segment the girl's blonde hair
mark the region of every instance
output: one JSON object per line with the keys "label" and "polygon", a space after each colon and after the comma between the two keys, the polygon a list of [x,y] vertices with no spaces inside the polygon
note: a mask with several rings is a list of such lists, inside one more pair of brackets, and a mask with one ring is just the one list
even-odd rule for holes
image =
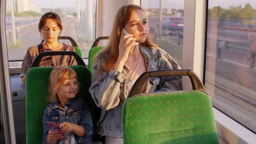
{"label": "girl's blonde hair", "polygon": [[67,80],[77,79],[77,74],[72,69],[67,66],[57,66],[54,68],[50,75],[50,86],[48,100],[53,103],[60,100],[56,93],[60,86]]}
{"label": "girl's blonde hair", "polygon": [[[100,75],[103,71],[106,71],[107,73],[108,73],[111,69],[114,69],[119,54],[119,45],[122,28],[124,27],[125,25],[128,22],[131,16],[134,14],[137,9],[144,11],[139,6],[133,4],[123,5],[118,10],[114,21],[114,25],[111,32],[109,42],[105,48],[98,52],[95,57],[95,60],[96,60],[95,59],[97,58],[97,56],[106,56],[106,57],[104,57],[105,62],[103,69],[98,70],[99,75]],[[157,46],[156,45],[152,42],[148,31],[147,32],[147,35],[146,41],[141,43],[141,45],[148,47]]]}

Exercise requirements –
Pick out every line of the material that contains the word "list" and copy each one in full.

Task response –
output: one JSON object per line with the keys "label" and "polygon", a space after each colon and after the comma between the two keys, the polygon a list of [x,y] vertices with no spaces inside the polygon
note: a mask with several rings is a list of such lists, inside one more pair of brackets, and a mask with one ring is just the one list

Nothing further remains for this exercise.